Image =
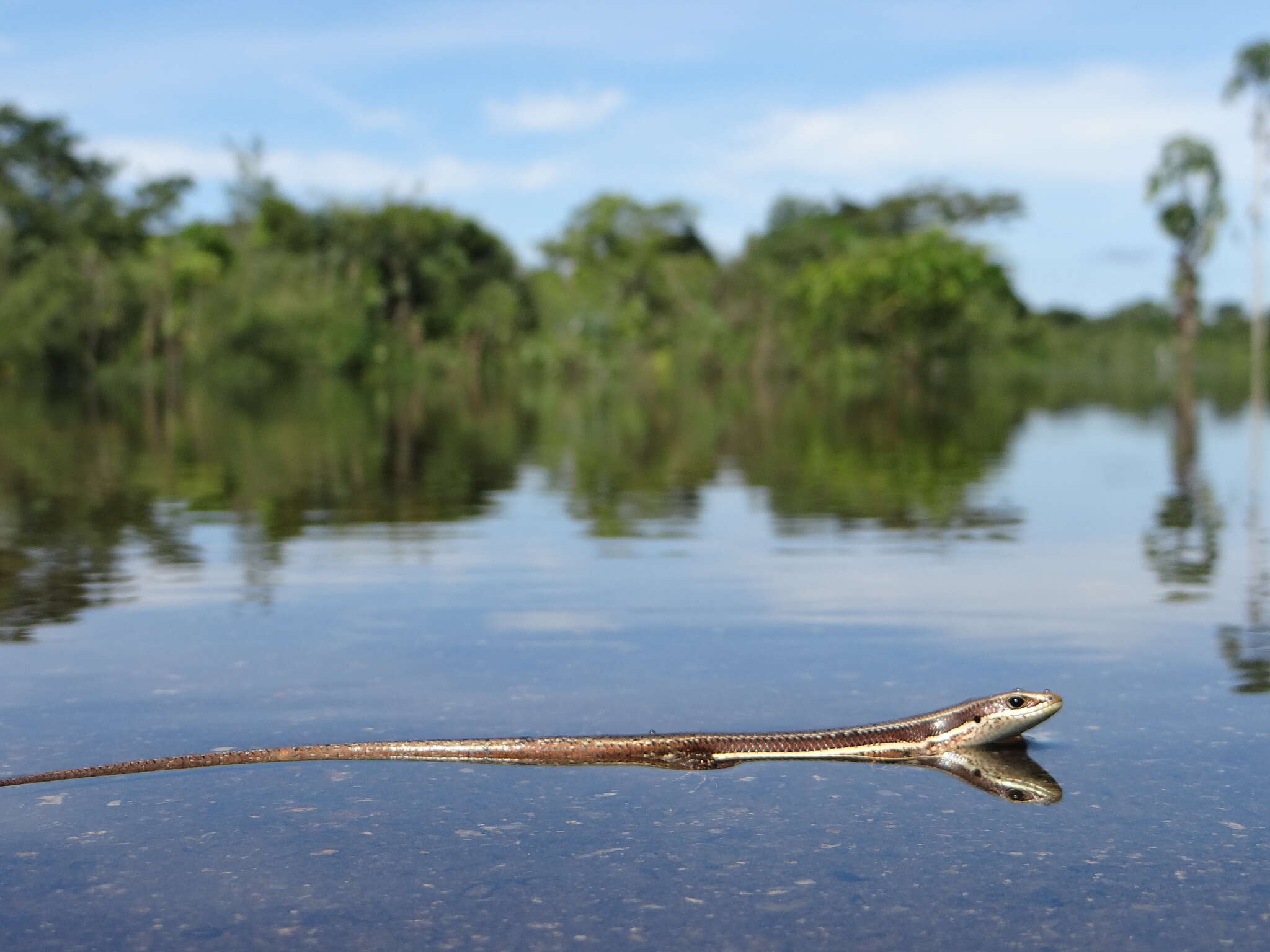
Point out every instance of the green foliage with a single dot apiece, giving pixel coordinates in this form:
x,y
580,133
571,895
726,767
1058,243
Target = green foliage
x,y
1251,73
626,272
920,295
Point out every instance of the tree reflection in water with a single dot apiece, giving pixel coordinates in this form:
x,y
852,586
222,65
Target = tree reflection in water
x,y
88,495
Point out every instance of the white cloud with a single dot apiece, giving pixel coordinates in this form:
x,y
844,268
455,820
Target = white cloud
x,y
355,113
1095,123
333,172
554,112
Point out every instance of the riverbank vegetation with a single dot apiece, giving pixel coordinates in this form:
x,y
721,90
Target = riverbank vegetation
x,y
102,283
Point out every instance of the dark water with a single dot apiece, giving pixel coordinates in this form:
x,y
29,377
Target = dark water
x,y
326,566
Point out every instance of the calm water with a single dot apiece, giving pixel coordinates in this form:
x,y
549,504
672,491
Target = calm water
x,y
333,566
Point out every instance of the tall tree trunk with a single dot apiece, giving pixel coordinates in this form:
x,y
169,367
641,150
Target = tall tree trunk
x,y
1256,302
1188,306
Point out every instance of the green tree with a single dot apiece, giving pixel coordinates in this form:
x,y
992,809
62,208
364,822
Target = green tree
x,y
917,296
1253,75
1188,184
631,271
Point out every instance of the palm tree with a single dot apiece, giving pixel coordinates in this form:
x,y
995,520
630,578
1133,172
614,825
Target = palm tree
x,y
1253,74
1189,183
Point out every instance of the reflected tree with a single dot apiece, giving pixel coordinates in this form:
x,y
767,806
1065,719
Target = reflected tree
x,y
1183,545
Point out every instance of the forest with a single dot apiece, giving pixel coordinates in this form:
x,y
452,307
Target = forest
x,y
103,283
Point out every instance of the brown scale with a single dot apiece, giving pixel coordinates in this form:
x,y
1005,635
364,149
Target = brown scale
x,y
905,739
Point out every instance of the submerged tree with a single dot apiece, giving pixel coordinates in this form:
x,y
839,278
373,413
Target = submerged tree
x,y
1188,182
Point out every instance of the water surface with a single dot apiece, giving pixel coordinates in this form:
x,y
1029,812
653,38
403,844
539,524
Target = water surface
x,y
331,565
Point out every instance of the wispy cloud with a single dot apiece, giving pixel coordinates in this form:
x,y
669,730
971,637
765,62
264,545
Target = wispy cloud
x,y
353,112
554,112
1094,123
332,172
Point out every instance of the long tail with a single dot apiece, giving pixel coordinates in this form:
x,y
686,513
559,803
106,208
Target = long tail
x,y
376,751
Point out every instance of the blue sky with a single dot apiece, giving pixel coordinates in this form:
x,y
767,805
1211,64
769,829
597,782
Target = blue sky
x,y
517,112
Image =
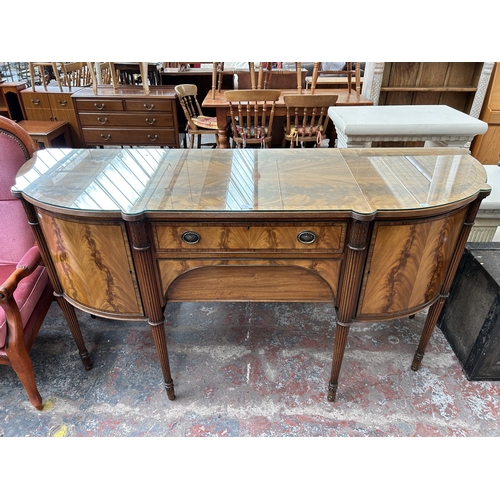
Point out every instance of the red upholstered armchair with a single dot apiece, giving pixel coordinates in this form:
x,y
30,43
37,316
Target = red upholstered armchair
x,y
25,290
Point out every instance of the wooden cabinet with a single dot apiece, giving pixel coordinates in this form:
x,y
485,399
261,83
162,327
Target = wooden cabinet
x,y
460,85
11,105
379,233
52,105
486,148
127,116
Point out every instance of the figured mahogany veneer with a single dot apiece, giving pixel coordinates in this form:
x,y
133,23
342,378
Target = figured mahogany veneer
x,y
127,116
378,232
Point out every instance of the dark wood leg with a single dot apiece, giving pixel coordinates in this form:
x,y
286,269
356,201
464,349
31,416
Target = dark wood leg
x,y
70,315
430,323
152,300
341,332
351,284
67,309
221,122
158,331
435,309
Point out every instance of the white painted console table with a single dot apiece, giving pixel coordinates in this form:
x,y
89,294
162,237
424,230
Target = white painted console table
x,y
438,125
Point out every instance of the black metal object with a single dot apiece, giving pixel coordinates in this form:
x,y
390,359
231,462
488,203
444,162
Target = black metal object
x,y
470,319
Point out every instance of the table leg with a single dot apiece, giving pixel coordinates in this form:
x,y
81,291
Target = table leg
x,y
74,327
351,286
67,309
151,297
67,137
221,123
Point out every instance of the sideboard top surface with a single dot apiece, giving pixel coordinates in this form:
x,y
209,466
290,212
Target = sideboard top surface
x,y
364,181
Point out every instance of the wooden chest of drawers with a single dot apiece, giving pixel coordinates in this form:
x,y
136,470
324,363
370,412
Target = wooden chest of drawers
x,y
53,105
127,117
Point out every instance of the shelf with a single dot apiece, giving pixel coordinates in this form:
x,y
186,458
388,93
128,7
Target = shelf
x,y
428,89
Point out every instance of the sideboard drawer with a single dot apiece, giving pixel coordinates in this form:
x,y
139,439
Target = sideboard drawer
x,y
61,102
132,136
249,237
135,105
100,105
122,120
35,100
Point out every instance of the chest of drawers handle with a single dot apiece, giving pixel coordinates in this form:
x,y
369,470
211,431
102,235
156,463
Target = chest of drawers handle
x,y
306,237
190,237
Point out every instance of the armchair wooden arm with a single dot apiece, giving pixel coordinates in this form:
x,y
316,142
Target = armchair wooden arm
x,y
24,268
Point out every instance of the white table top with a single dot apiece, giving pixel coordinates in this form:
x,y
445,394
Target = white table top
x,y
403,120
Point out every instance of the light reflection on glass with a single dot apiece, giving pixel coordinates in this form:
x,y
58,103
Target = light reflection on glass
x,y
122,182
242,192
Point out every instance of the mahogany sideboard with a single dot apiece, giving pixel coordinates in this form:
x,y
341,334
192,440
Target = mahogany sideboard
x,y
127,116
53,105
377,232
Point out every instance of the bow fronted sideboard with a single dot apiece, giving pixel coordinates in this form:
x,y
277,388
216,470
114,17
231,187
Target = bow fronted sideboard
x,y
377,232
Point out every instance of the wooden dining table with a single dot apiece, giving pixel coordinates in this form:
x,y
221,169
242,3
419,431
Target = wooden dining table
x,y
345,98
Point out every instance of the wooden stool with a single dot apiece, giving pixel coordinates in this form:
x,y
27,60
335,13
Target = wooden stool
x,y
46,131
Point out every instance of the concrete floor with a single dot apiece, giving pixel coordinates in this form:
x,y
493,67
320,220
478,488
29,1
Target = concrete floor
x,y
246,369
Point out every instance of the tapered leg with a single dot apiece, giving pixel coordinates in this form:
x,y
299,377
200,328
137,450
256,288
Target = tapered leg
x,y
158,331
152,300
430,323
70,316
221,123
341,332
351,283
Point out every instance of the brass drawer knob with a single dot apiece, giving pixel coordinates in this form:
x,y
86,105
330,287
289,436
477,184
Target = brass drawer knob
x,y
306,237
190,237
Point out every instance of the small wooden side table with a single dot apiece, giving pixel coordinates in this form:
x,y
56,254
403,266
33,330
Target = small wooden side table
x,y
46,131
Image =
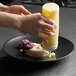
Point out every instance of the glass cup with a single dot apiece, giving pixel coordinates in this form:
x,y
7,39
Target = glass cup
x,y
51,11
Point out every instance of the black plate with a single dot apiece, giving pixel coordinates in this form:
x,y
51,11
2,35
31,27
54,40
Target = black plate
x,y
65,47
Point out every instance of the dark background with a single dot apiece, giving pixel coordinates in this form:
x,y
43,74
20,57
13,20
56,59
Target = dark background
x,y
66,67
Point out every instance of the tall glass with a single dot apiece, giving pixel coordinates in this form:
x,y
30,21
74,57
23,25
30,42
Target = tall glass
x,y
51,11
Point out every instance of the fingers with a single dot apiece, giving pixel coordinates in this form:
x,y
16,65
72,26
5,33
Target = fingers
x,y
40,35
49,21
24,11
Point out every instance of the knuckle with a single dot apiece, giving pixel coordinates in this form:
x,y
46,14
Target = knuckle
x,y
38,15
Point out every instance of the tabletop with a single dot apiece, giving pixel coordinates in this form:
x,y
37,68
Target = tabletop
x,y
66,67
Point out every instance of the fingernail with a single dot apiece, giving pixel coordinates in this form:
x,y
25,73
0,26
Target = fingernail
x,y
46,41
53,30
52,34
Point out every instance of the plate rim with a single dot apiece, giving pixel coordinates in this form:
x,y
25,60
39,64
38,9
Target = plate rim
x,y
58,59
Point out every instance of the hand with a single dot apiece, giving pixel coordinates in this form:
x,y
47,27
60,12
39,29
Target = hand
x,y
35,24
18,9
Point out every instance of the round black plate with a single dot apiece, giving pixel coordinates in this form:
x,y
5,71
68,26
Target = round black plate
x,y
65,47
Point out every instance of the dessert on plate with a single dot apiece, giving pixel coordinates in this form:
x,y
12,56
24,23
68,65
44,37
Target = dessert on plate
x,y
33,49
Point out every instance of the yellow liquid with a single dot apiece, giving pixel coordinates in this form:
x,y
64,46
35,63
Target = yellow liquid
x,y
51,11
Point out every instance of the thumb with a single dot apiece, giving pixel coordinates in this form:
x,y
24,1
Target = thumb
x,y
24,11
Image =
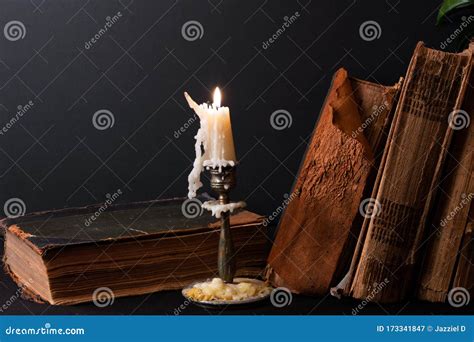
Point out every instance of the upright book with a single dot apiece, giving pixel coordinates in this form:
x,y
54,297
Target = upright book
x,y
64,256
315,238
392,237
449,258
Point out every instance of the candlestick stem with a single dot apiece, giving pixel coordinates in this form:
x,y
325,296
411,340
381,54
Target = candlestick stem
x,y
222,180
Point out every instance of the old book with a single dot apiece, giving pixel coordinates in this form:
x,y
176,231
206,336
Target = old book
x,y
63,257
449,253
316,232
464,276
434,86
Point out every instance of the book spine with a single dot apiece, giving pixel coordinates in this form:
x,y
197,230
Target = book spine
x,y
451,217
434,87
464,278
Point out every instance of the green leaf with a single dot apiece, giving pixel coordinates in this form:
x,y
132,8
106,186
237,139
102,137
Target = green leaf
x,y
450,5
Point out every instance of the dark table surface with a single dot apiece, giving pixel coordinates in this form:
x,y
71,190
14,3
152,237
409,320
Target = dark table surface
x,y
172,303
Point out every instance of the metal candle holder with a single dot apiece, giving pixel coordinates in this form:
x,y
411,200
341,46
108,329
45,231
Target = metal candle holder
x,y
222,181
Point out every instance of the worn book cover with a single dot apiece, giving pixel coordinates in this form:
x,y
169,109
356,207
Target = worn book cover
x,y
434,86
316,232
63,256
449,256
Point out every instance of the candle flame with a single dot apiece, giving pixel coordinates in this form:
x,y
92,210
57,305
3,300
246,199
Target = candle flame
x,y
217,97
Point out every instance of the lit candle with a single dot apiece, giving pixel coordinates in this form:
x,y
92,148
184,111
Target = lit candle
x,y
214,136
220,140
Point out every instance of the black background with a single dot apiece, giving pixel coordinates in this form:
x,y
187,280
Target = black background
x,y
53,157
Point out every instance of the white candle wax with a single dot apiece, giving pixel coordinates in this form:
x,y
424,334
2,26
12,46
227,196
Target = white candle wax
x,y
214,136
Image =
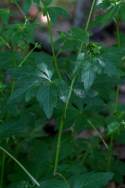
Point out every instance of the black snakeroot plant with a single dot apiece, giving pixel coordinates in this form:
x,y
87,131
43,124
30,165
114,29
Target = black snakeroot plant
x,y
78,87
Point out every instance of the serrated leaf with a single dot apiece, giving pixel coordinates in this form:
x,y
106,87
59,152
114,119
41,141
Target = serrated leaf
x,y
113,128
55,12
92,180
47,97
45,72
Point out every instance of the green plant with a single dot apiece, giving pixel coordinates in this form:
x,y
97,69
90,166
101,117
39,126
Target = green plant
x,y
76,87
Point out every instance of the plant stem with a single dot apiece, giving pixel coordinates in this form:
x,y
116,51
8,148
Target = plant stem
x,y
90,15
52,46
2,170
118,44
21,166
99,134
70,90
62,125
117,33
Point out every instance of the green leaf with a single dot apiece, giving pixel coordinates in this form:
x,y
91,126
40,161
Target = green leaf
x,y
47,97
53,184
92,180
55,12
87,78
113,128
46,2
45,72
4,15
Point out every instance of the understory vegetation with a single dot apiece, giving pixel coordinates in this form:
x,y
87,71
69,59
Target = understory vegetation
x,y
61,118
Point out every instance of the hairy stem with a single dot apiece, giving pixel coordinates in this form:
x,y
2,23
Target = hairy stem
x,y
62,121
90,14
2,170
52,46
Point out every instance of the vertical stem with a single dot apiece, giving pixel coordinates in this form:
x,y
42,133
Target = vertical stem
x,y
61,126
52,46
58,146
70,90
2,170
90,15
118,44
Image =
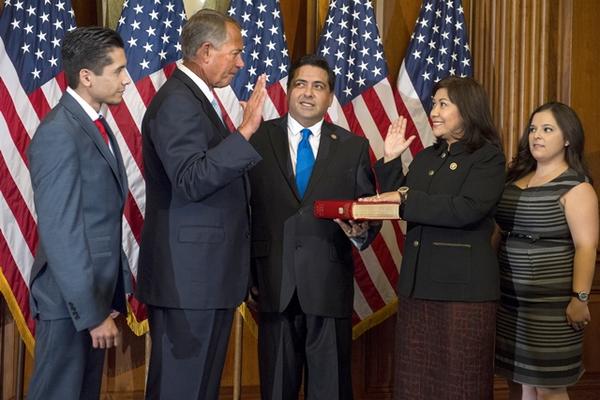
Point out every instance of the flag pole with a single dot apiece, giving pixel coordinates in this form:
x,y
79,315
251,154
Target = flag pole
x,y
237,359
20,369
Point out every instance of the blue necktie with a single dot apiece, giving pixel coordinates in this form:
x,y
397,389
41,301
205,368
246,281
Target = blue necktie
x,y
215,105
304,162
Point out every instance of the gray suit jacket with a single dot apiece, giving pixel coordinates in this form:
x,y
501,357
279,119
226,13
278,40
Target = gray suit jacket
x,y
195,250
291,249
80,270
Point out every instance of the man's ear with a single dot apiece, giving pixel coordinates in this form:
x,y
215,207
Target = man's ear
x,y
203,53
85,77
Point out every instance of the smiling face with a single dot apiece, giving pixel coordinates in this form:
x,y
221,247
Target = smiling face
x,y
309,95
447,123
108,86
546,140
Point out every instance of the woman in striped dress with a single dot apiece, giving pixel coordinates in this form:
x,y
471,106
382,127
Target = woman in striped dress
x,y
548,217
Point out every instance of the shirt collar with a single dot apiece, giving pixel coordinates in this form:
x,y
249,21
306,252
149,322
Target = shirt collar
x,y
89,110
295,127
198,81
455,148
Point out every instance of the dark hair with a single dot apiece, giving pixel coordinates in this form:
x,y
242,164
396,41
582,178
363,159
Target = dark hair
x,y
88,48
204,26
473,106
315,61
572,131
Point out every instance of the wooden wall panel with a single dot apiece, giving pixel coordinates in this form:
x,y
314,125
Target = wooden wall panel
x,y
525,53
515,48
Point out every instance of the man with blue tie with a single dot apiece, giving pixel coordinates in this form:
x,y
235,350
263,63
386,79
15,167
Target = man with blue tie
x,y
303,265
80,274
195,253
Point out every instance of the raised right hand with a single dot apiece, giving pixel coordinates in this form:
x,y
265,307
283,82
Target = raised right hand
x,y
253,108
105,335
395,143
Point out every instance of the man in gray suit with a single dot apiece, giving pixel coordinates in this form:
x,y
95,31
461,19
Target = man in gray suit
x,y
80,274
195,250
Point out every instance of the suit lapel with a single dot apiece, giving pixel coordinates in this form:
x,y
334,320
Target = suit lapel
x,y
90,129
327,150
206,106
119,161
281,148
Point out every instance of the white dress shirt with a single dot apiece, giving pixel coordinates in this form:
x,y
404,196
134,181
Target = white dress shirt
x,y
294,138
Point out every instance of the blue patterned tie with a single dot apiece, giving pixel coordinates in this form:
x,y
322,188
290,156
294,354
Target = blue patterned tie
x,y
217,108
304,162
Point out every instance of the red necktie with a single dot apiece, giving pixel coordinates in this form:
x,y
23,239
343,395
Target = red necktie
x,y
102,129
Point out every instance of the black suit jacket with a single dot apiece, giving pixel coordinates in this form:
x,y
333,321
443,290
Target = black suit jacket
x,y
195,249
291,249
80,269
449,211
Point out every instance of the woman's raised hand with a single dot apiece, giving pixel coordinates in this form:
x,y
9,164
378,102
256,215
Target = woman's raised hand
x,y
395,142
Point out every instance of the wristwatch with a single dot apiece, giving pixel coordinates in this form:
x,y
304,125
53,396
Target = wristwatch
x,y
403,190
581,296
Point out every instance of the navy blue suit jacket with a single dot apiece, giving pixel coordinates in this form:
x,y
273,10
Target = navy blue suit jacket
x,y
195,249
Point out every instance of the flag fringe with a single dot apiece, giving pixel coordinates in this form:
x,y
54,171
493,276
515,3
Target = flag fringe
x,y
249,319
375,319
15,311
139,328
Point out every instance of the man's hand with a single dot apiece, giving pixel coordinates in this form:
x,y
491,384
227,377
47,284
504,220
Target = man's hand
x,y
352,228
253,108
105,335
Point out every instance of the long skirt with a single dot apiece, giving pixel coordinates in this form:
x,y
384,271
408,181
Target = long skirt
x,y
444,350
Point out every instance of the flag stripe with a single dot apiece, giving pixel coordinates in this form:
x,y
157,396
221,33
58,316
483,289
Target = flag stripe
x,y
40,104
15,280
17,205
16,129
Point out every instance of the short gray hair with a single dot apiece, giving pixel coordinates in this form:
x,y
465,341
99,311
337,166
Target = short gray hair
x,y
204,26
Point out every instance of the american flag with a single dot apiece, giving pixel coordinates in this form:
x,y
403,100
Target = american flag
x,y
364,104
150,30
438,48
31,83
265,51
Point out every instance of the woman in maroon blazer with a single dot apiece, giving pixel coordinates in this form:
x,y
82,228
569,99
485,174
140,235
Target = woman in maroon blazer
x,y
448,285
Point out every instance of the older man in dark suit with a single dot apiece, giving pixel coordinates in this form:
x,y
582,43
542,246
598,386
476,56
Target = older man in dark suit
x,y
80,273
303,264
195,250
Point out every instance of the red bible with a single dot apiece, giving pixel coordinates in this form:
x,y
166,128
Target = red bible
x,y
357,210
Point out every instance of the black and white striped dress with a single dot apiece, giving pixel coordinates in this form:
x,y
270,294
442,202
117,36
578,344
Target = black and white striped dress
x,y
534,344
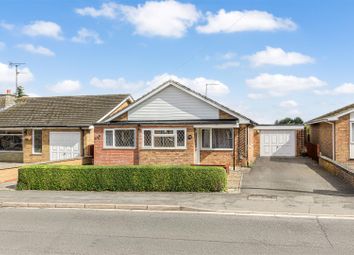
+---+
Give the lines again word for word, from the start of the records to the line holding "Point out every instance of the calm", both included, and leave out any picture.

_SOLUTION TO THIS EXERCISE_.
Image =
Point out every instance of the green foliage with a single dot apiece, giving pixel coordinates in this form:
x,y
580,133
571,895
726,767
1058,243
Target = green foliage
x,y
1251,73
626,272
920,295
Point out every instance of the tree reflection in water with a single dot apiece, giving pixel coordinates in this form:
x,y
852,586
222,65
Target = tree reflection in water
x,y
88,495
Point out every instance of the white cloud with a single dot apiece, giving pixel coordinates in this form:
x,y
844,268
455,820
Target = white cloud
x,y
355,113
1095,123
333,172
554,112
Point out every instance of the riverbank vegetation with a single dot apiece, giving pixel coordinates in this form:
x,y
721,90
Target = riverbank vegetation
x,y
102,283
Point out every instance of the dark water with a single dot apiece, giving pixel coordinates in this form:
x,y
29,377
Target = dark water
x,y
326,566
Point out every instance of the calm water with a single dot apiece, giving pixel coordinates in this form:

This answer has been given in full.